#### Alıntı ####

Uygulamanın en çok yarım bırakılan kitabı. Bu, bence beklenti ile ilgili bir durum. Selim Işık da kendisinden bu kadar beklenti olması konusunda rahatsızdı çocukluğunda... Bu yarım bırakmalar, bir de tabi ki 'tutunamayanlık' ile ilgili... Efendim bu, malesef, bunu söylemekten hoşlanmasam da, "herkesin anlayabileceği bir durum değildir."
Selim Işık, kendi içinde, kimsenin çok da umrunda olmayan şeyleri düşünür, tartışır. Zihni durmaz. Kendisi kendisini, o duruma bile layık görmese de, o tutunamayanların temsilcisidir. Herkes tutunacak bir şeyler bulurken; günlük hayatına, iş hayatına, ikili ilişkilere çok rahat devam ederken... Tutunamayanların içinde hep bir sorun vardır. Çoğu kişinin çok rahat gözardı ettiği sorunlar, tutunamayanlar için hayâti önem taşır. "Dünya hassas kalpler için cehennemdir."
Kısacası tutunabiliyorsanız, kafanızda çözemediğiniz problemler yoksa, çözdüğünüz problemlerin yerine başka bir tanesi gelmiyorsa, yarım bırakın efendim zaten kitabı.

####

### Beklenen
(a) Alıntıya göre Selim Işık çocukluğunda hangi konuda rahatsızdı?
(b) Alıntıda Selim Işık kimlerin temsilcisi olarak anılıyor?
(c) Alıntının son cümlesinde kitabı yarım bırakmaları söylenen kişiler nasıl tanımlanıyor?

#### Kayıtlı veriler ####

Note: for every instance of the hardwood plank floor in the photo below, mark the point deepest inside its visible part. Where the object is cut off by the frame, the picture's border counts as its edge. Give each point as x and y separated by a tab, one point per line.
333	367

####

### Çözüm
(a) Kendisinden bu kadar beklenti olması konusunda.
(b) Tutunamayanların.
(c) Tutunabilen, kafasında çözemediği problemler olmayan ve çözdüğü problemlerin yerine başka bir tanesi gelmeyen kişiler.